▶ _Records for this exercise_
-=-=-
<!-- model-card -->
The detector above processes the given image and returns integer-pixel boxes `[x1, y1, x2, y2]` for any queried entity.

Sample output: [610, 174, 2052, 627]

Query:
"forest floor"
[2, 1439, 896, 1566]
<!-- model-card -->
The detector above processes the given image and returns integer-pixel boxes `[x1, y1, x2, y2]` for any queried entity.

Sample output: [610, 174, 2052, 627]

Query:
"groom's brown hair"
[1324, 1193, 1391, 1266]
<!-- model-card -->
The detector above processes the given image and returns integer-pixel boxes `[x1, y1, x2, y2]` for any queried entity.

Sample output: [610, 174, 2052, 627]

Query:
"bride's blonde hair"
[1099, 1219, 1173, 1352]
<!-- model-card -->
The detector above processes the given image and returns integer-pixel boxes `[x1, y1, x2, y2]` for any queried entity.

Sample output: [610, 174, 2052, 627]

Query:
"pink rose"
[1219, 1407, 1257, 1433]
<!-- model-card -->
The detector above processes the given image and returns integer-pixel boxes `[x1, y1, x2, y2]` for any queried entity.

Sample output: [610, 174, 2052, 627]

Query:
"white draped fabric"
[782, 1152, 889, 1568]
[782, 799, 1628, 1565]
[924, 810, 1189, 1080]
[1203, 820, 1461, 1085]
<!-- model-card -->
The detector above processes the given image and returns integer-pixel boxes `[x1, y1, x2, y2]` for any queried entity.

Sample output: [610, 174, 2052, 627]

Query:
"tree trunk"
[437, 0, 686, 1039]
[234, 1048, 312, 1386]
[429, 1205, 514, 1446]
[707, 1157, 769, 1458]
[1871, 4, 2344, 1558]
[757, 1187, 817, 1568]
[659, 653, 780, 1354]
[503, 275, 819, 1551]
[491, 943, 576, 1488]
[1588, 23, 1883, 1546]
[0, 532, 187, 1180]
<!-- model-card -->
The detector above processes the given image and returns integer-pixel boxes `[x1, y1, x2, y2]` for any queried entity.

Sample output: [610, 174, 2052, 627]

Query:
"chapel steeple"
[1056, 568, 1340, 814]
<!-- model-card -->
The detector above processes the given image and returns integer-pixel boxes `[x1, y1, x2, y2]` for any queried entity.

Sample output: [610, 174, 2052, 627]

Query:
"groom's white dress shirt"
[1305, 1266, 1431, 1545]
-=-=-
▶ _Problem_
Return all data verbatim.

▶ _Response to this task_
<!-- model-card -->
The detector above processes the given image and returns integer-pixel boxes `[x1, y1, x2, y2]` for any queried entity.

Sample output: [610, 174, 2052, 627]

Query:
"forest floor"
[2, 1439, 896, 1566]
<!-- model-card -->
The detector above processes the given image and returns integer-pixel boxes `[x1, y1, x2, y2]` for any queried entity.

Sample output: [610, 174, 2052, 627]

Query:
"groom's brown hair"
[1324, 1193, 1391, 1266]
<!-- model-card -->
The detector above processes the given image and returns integer-pixel boxes `[x1, y1, x2, y2]` for any queried entity.

Sample output: [610, 174, 2052, 627]

Query:
"bride's blonde hair"
[1099, 1219, 1173, 1352]
<!-- model-card -->
The detector above processes the given image and returns integer-pixel boxes `[x1, y1, x2, y2]` for any queried entity.

Sample output: [610, 174, 2052, 627]

Query:
"pink rose"
[1219, 1407, 1257, 1433]
<!-- model-card -->
The detector above processes the given image and returns integer-pixel boxes `[x1, y1, x2, y2]` for any queried entity.

Sample output: [610, 174, 2052, 627]

Query:
"white draped fabric"
[782, 1152, 889, 1568]
[782, 799, 1628, 1565]
[924, 810, 1189, 1080]
[1203, 820, 1461, 1085]
<!-- model-card -->
The detector above processes the given image and returns integer-pixel boxes `[x1, y1, x2, y2]` for any queried entity.

Sample output: [610, 174, 2052, 627]

Query:
"tree trunk"
[437, 0, 686, 1039]
[234, 1048, 312, 1386]
[429, 1205, 514, 1446]
[707, 1157, 769, 1458]
[1871, 4, 2344, 1558]
[757, 1187, 817, 1568]
[659, 653, 780, 1354]
[503, 275, 819, 1551]
[491, 943, 576, 1488]
[1588, 23, 1883, 1546]
[0, 532, 187, 1180]
<!-- model-card -->
The detector above processes the given image and returns integer-pixel boxes `[x1, y1, x2, y2]` for any queried entity.

Sample output: [610, 174, 2052, 627]

Query:
"chapel steeple"
[1056, 568, 1340, 814]
<!-- model-card -->
The detector above processes the given image and returns integer-pixel boxes `[x1, y1, x2, y2]` for any queried entity.

Sample output: [610, 174, 2052, 627]

Query:
"groom's white dress shirt"
[1305, 1266, 1431, 1545]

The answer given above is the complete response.